**The exercise:** Return each line of the material below that contains the word "covered", copying every such line whole. Case counts in matching.

**Data to process:**

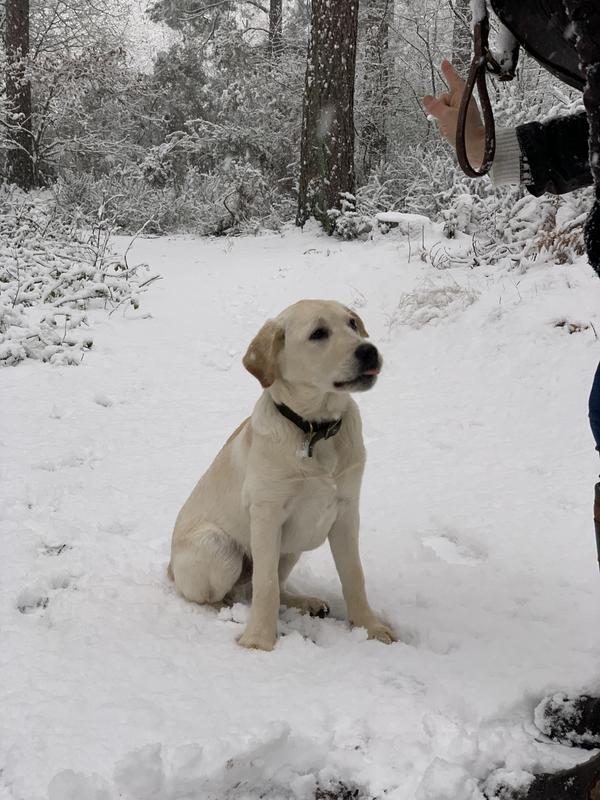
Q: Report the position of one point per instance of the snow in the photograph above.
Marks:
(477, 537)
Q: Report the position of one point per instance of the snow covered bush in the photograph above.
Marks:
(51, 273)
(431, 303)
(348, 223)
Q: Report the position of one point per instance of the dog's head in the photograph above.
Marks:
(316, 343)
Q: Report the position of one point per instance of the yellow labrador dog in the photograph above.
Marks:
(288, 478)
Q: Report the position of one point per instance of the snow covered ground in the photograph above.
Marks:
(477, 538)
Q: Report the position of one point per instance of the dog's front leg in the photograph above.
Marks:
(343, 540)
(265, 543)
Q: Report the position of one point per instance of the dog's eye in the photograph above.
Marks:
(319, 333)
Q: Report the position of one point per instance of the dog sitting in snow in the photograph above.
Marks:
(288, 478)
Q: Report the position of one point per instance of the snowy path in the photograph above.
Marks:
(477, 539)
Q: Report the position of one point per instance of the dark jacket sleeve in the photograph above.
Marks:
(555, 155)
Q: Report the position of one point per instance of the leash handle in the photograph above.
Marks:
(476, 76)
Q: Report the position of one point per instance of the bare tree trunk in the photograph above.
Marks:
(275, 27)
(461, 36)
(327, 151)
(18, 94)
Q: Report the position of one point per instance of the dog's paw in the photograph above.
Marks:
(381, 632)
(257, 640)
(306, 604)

* * *

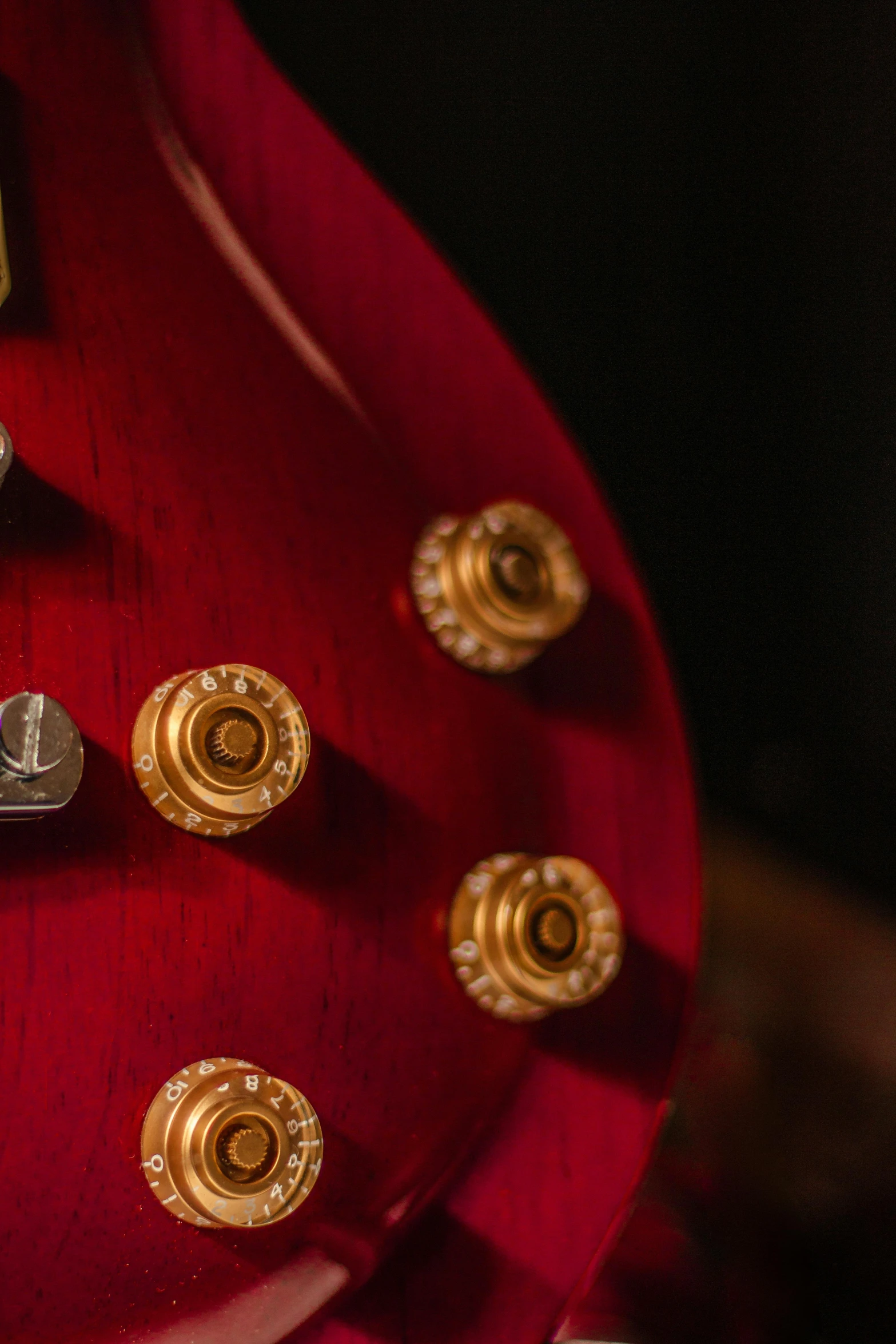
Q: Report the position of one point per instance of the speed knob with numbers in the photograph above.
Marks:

**Solution for this problem:**
Q: Report the position of one point per instance of the snow covered bush in the photograph above.
Q: Report the position of one point per instance of the snow covered ground in the photograph above.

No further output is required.